- **Problem**:
Give the records again, substituting "occurrence" for every "instance" and leaving everything else unchanged.

- **Data excerpts**:
'''

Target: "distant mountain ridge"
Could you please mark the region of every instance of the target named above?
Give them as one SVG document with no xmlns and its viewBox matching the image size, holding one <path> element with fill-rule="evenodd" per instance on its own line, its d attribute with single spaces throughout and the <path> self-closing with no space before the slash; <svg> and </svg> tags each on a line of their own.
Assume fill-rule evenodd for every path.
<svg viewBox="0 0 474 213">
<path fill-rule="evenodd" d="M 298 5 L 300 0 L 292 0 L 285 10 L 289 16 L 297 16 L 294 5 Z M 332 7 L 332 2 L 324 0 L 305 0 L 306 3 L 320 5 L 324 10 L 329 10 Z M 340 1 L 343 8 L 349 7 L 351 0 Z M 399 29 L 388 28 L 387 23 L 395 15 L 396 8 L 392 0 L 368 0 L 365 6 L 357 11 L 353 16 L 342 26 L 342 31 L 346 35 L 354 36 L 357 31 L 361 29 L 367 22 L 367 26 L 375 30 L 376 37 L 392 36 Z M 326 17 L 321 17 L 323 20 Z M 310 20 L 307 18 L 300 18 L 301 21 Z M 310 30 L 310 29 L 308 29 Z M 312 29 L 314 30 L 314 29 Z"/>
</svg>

'''

- **Finished task**:
Target: "distant mountain ridge"
Could you please mark the region of every occurrence of the target named above?
Give them as one SVG document with no xmlns and its viewBox matching the image size, holding one <path> element with fill-rule="evenodd" per occurrence on its own line, its d attribute with single spaces throughout and the <path> self-closing with no space before the slash; <svg> and </svg> tags each on a line of their own.
Assume fill-rule evenodd for every path.
<svg viewBox="0 0 474 213">
<path fill-rule="evenodd" d="M 298 5 L 300 0 L 292 0 L 285 10 L 289 16 L 297 16 L 294 5 Z M 332 7 L 332 2 L 324 0 L 305 0 L 306 3 L 320 5 L 324 10 L 329 10 Z M 340 1 L 343 8 L 349 7 L 351 0 Z M 399 29 L 388 28 L 387 23 L 395 15 L 396 8 L 392 0 L 368 0 L 365 6 L 357 11 L 353 16 L 342 26 L 342 31 L 346 35 L 354 36 L 357 31 L 361 29 L 367 22 L 367 26 L 375 30 L 376 37 L 392 36 Z M 326 17 L 321 17 L 323 20 Z M 310 20 L 307 18 L 300 18 L 301 21 Z M 310 30 L 310 29 L 308 29 Z M 312 29 L 314 30 L 314 29 Z"/>
</svg>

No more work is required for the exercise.